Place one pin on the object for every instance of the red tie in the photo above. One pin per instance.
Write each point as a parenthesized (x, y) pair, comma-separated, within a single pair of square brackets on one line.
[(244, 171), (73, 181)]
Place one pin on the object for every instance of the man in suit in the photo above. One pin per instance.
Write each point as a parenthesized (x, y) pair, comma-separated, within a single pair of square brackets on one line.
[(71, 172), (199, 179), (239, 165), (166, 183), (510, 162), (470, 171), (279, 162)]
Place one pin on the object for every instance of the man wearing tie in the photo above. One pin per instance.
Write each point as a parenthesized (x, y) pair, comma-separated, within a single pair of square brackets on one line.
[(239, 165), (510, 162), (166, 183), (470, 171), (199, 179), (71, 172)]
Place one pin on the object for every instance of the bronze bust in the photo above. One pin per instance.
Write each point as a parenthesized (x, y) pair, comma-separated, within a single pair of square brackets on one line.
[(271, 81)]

* * *

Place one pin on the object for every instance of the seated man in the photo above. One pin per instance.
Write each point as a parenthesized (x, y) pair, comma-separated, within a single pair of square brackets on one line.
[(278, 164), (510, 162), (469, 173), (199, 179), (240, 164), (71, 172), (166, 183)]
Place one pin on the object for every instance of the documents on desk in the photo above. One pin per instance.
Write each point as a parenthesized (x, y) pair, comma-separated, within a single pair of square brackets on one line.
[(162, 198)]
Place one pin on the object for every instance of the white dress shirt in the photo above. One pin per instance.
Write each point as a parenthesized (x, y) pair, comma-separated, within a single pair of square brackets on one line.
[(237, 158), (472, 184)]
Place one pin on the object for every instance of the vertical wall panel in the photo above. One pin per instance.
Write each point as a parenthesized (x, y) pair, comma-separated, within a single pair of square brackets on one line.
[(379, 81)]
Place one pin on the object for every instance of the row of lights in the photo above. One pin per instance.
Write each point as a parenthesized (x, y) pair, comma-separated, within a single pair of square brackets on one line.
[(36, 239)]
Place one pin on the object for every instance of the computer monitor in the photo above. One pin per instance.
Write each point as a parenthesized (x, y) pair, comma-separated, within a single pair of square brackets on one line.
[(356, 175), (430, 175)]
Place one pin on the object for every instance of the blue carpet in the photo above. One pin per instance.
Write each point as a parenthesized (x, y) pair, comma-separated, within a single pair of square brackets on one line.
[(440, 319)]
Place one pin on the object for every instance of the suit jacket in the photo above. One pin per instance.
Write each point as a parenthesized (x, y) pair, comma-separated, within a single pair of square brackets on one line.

==

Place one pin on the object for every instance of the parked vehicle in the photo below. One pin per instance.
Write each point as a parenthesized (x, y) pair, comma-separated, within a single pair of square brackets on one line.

WHAT YOU SHOULD DO:
Whenever the word "suit" occurs in a line above, copy that line.

ANSWER FOR THE TASK:
Place one pin on the object for every instance of the man in suit in the photo above. One pin per instance.
Place one pin on the object for every instance of the suit jacket in the photo above. One pin per instance.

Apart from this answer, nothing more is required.